WHAT IS ASKED.
Reproduce the passage on operator overloading below word for word, in full.

SOURCE PASSAGE.
You could make it a function call instead. But then what happened to all your arguments that operator overloading is better than function calls for that kind of thing?

Yui:
But unfortunately, the symbols you have to work with all have defined meanings in other domains, and in *common* other domains. Function names are usually chosen to avoid other common meanings, and because text is very expressive it's reasonable to avoid most other common meanings. If you choose function names arbitrarily ("I call this operation frobzorgle") then it's not very helpful. But if you call it something misleading ("I choose to call my inner product function 'addition'") it's even worse. Like your factorial example above.

If you overload an operator like bit-shift that has a defined meaning in a related domain, you're being worse than arbitrary. You're being specifically misleading.

Or to put it another way:

cout << "Half the sum is " << sum << 2 << " or at least I hope so.\n";

Can you fix this with parens? Sure. But you're being confusing. The operator is bit-shift and text output in the same expression regardless of how many parentheses you add to it. It's the same problem as using + for string concatenation -- it's inherently confusing when stuck next to + for integer arithmetic. So choosing one of a number of existing symbols with existing meanings (like operators) rather than a richer vocabulary (like words, used for function names) is guaranteeing that you have a lot of unrelated baggage attached to any name you give an operation unless that operation already matches the symbol you're using. As you point out, there is no symbol that matches cin/cout -- they could have used xor (^) or function call with dereference (->) or any of many other operators -- and those would have been confusing, too.

ENTRIES SHOWN.
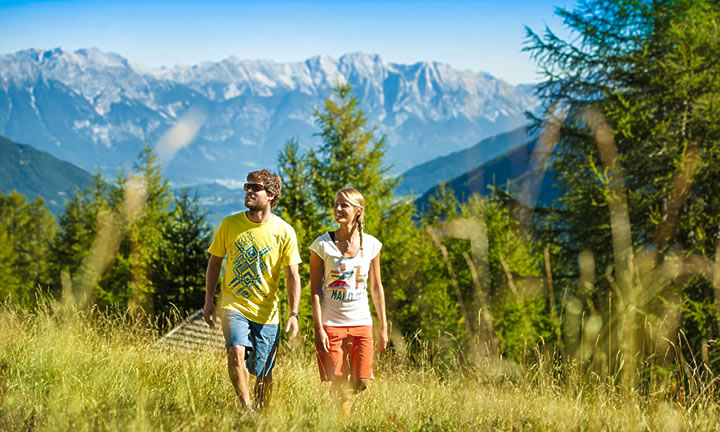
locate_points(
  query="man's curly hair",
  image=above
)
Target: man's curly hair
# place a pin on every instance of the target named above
(272, 182)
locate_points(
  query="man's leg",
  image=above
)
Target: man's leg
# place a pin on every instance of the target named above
(239, 375)
(263, 390)
(237, 342)
(265, 339)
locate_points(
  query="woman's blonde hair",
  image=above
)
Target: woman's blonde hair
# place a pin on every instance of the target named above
(355, 198)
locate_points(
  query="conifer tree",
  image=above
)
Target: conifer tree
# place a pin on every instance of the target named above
(27, 230)
(178, 273)
(640, 79)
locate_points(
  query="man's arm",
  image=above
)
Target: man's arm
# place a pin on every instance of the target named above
(211, 277)
(317, 268)
(293, 286)
(378, 296)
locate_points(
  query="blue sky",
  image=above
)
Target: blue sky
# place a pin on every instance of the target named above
(479, 35)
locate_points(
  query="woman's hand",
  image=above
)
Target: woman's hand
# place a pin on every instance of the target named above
(322, 341)
(382, 339)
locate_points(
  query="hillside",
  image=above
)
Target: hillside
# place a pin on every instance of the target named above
(510, 171)
(219, 120)
(420, 178)
(34, 173)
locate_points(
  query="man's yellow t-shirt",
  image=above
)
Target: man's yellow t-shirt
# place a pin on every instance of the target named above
(256, 253)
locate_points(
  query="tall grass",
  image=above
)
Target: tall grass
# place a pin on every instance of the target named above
(63, 370)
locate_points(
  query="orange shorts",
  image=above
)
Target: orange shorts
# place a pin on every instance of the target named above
(351, 351)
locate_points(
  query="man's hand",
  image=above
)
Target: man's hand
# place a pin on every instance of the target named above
(209, 314)
(382, 339)
(322, 341)
(292, 325)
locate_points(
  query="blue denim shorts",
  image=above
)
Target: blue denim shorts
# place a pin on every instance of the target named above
(260, 341)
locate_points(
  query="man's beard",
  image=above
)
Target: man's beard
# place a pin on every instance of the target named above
(254, 205)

THE ANSWER.
You could make it a function call instead. But then what happened to all your arguments that operator overloading is better than function calls for that kind of thing?

Yui:
But unfortunately, the symbols you have to work with all have defined meanings in other domains, and in *common* other domains. Function names are usually chosen to avoid other common meanings, and because text is very expressive it's reasonable to avoid most other common meanings. If you choose function names arbitrarily ("I call this operation frobzorgle") then it's not very helpful. But if you call it something misleading ("I choose to call my inner product function 'addition'") it's even worse. Like your factorial example above.

If you overload an operator like bit-shift that has a defined meaning in a related domain, you're being worse than arbitrary. You're being specifically misleading.

Or to put it another way:

cout << "Half the sum is " << sum << 2 << " or at least I hope so.\n";

Can you fix this with parens? Sure. But you're being confusing. The operator is bit-shift and text output in the same expression regardless of how many parentheses you add to it. It's the same problem as using + for string concatenation -- it's inherently confusing when stuck next to + for integer arithmetic. So choosing one of a number of existing symbols with existing meanings (like operators) rather than a richer vocabulary (like words, used for function names) is guaranteeing that you have a lot of unrelated baggage attached to any name you give an operation unless that operation already matches the symbol you're using. As you point out, there is no symbol that matches cin/cout -- they could have used xor (^) or function call with dereference (->) or any of many other operators -- and those would have been confusing, too.